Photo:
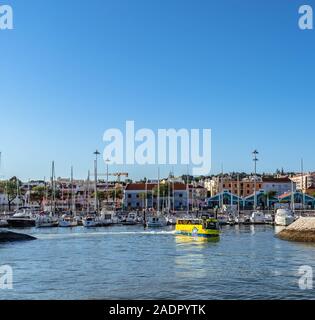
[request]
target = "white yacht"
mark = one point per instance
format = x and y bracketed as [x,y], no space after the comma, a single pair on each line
[3,223]
[108,218]
[131,219]
[68,221]
[268,218]
[222,219]
[257,217]
[284,217]
[156,221]
[46,221]
[91,221]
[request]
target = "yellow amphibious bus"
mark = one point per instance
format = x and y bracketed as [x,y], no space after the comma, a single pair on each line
[203,227]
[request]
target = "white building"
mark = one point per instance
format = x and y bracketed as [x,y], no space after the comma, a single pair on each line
[277,185]
[304,181]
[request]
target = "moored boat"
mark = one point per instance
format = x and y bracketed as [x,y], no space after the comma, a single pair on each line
[68,221]
[156,221]
[284,217]
[203,227]
[23,218]
[46,221]
[131,219]
[257,217]
[91,221]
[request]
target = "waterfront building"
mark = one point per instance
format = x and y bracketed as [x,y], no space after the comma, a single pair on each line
[242,188]
[300,200]
[277,185]
[135,195]
[304,181]
[225,198]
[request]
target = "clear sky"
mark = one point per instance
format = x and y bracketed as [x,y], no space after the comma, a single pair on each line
[72,69]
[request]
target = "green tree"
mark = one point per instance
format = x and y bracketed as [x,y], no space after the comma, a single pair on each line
[38,194]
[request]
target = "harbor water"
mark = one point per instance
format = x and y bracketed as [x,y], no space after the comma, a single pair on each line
[130,262]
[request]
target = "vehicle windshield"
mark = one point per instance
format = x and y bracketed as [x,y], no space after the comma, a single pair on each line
[211,225]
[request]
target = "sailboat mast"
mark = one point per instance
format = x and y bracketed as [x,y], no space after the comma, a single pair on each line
[53,189]
[158,196]
[187,191]
[88,193]
[72,192]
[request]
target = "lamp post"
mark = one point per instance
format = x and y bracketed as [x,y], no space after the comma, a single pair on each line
[95,181]
[107,189]
[255,159]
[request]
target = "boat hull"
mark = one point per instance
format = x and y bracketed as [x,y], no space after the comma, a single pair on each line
[21,223]
[196,230]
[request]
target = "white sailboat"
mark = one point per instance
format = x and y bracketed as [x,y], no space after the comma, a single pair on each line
[157,220]
[48,220]
[69,220]
[284,217]
[257,217]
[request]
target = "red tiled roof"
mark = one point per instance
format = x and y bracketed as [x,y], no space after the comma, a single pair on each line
[150,186]
[277,180]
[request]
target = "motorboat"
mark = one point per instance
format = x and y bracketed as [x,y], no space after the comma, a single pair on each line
[222,219]
[156,221]
[171,220]
[284,217]
[91,221]
[268,218]
[23,218]
[257,217]
[204,227]
[68,221]
[131,219]
[46,221]
[109,217]
[3,223]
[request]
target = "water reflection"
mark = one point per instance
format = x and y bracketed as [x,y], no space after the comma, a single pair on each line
[192,256]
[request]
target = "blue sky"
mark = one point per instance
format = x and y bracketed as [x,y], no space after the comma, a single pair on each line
[72,69]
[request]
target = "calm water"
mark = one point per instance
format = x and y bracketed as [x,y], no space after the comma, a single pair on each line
[128,262]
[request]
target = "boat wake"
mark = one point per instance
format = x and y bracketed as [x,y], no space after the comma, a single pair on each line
[102,234]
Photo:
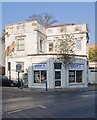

----------

** HOW TO COMPLETE THIS TASK **
Lines, not occurrences, are what count: report how many lines of the records above include the word "building", and nothing else.

** TASK RESPONSE **
2